-- BEGIN Extracted information --
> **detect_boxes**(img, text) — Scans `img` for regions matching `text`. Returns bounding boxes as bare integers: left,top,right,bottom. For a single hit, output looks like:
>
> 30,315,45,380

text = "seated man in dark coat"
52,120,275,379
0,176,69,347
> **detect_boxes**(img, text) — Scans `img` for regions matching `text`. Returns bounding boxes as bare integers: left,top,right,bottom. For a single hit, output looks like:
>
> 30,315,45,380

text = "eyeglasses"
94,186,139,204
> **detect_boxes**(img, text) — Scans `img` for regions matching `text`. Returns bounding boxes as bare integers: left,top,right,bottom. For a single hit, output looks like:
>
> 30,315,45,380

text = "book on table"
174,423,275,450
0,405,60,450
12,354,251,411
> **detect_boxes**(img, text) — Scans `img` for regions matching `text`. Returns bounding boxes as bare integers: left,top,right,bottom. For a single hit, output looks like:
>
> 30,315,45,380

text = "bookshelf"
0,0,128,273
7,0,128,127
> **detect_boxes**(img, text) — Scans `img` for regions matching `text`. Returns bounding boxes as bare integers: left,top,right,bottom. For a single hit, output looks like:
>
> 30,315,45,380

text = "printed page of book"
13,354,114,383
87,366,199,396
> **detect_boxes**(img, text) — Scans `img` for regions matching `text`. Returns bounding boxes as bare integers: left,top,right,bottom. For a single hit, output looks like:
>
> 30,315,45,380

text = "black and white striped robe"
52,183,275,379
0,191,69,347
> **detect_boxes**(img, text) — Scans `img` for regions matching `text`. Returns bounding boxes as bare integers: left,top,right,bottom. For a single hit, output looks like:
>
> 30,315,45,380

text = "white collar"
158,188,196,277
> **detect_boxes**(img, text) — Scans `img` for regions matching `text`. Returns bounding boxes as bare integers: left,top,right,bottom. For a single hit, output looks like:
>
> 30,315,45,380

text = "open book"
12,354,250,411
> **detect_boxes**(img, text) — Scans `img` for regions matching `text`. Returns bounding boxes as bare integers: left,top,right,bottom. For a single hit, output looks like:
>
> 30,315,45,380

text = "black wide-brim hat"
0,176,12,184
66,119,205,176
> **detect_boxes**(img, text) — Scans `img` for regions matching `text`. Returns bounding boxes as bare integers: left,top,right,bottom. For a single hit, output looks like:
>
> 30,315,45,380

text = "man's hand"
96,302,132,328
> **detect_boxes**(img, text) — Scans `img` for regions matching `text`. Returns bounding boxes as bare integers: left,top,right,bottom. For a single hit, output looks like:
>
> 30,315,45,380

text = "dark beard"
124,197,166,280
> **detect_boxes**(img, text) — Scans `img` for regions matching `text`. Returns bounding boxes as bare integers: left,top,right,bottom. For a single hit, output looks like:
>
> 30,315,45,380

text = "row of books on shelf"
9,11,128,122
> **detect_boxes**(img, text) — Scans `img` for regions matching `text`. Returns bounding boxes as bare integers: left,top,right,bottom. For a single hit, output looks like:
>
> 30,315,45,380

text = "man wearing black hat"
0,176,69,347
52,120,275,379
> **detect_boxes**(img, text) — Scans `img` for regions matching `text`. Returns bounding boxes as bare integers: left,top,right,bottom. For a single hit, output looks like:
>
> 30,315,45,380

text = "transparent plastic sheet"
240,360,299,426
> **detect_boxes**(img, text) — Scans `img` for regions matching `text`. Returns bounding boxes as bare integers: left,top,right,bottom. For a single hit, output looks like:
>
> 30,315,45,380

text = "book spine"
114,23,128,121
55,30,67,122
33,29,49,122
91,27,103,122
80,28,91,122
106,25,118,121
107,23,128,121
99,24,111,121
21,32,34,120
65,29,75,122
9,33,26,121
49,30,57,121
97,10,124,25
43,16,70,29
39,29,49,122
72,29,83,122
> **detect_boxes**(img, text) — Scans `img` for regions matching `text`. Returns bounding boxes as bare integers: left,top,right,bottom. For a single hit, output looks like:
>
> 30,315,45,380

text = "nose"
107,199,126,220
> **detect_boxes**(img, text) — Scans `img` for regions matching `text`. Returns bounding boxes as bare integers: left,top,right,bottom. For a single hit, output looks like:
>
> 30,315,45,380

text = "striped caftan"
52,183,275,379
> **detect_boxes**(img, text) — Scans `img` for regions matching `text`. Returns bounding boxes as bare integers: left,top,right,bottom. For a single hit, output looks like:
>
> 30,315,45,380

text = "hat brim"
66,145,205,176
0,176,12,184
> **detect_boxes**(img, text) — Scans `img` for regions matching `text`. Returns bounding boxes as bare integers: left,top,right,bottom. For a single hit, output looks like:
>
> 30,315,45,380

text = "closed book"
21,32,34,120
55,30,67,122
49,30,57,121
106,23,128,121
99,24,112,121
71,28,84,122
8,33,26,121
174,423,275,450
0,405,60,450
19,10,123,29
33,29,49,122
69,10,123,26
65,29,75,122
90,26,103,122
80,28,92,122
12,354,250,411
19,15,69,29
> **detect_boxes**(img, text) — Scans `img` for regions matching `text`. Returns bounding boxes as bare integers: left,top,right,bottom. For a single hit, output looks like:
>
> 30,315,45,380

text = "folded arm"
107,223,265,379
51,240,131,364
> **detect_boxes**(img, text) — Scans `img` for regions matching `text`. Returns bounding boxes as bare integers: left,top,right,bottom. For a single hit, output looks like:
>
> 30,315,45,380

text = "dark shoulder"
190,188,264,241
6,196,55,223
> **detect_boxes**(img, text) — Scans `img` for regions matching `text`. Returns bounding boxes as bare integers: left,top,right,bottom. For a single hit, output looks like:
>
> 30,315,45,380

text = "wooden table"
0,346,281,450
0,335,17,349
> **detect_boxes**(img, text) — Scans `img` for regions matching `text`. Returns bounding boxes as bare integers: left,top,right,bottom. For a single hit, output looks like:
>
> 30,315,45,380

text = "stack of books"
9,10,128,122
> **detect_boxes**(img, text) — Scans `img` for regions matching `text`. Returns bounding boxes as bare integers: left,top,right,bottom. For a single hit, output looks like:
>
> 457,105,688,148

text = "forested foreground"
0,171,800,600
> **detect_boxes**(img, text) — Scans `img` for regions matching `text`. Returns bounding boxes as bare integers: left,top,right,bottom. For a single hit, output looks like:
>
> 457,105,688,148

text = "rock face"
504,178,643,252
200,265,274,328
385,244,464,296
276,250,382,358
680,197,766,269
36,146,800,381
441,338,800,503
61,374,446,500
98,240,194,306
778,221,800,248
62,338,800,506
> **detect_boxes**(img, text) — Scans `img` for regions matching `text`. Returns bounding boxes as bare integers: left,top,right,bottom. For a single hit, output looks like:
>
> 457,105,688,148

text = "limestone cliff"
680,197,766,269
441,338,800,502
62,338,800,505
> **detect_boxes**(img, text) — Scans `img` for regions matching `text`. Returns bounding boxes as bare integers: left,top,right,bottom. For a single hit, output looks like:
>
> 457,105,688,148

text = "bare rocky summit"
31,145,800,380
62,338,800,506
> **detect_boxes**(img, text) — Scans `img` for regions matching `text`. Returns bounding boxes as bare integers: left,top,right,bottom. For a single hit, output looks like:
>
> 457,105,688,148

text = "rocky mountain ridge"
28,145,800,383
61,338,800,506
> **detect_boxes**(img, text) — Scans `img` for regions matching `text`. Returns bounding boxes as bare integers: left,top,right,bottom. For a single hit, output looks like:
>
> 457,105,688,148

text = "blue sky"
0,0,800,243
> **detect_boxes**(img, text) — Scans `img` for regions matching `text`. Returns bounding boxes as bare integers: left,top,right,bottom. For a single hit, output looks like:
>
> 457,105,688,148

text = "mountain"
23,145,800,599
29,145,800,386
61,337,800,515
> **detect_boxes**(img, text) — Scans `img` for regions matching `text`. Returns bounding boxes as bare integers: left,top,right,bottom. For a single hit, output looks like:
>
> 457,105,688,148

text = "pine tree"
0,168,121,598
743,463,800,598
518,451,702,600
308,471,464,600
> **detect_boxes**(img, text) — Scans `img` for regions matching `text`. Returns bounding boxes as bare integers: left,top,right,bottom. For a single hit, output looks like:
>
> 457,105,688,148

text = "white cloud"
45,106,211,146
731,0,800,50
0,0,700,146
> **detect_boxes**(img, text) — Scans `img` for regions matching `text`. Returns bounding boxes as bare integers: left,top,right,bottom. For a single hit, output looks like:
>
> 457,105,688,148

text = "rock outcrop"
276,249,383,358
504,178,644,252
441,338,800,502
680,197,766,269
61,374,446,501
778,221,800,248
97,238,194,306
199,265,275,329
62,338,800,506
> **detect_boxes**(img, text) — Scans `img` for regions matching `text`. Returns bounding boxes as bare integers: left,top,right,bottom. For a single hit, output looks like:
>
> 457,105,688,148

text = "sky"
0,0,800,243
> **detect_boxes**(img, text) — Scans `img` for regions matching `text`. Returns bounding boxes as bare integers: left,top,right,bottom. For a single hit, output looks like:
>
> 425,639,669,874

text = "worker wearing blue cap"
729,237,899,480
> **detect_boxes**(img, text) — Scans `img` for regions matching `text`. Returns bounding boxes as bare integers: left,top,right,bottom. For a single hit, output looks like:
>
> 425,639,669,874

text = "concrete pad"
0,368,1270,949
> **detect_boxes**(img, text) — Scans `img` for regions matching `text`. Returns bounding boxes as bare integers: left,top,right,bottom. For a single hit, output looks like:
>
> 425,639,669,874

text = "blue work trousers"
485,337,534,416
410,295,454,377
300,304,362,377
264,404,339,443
-- END Extracted information --
- [Instructions to follow]
Reproduce everything from the start of the records down to the line containing "7,0,128,127", with both ends included.

- [Written answer]
> **detect_boxes**(img, text) — Scans `img` for regions matching `text`. Returns bounding boxes as bare integers: left,top,right,bottom. For a single hit, output looks like:
>
> 30,315,45,380

text = "seated man in dark coat"
52,120,275,379
0,176,69,347
> **detect_boxes**(img, text) — Scans `img` for regions matching `text`. Returns bounding boxes as bare integers: left,top,right,bottom. For a single hit, output looks like:
>
> 30,315,45,380

text = "eyeglasses"
94,186,139,204
> **detect_boxes**(img, text) — Scans `img` for regions matching `text`. Returns bounding boxes as bare integers: left,top,right,bottom. For a single hit, output looks like:
>
> 30,315,45,380

text = "book on table"
174,423,275,450
0,405,60,450
12,354,251,411
> **detect_boxes**(img, text) — Scans `img` for regions matching `text`. Returns bounding boxes as bare integers: left,top,right,bottom. For a single hit, output looks like:
>
> 30,315,45,380

text = "bookshelf"
0,0,128,273
7,0,128,127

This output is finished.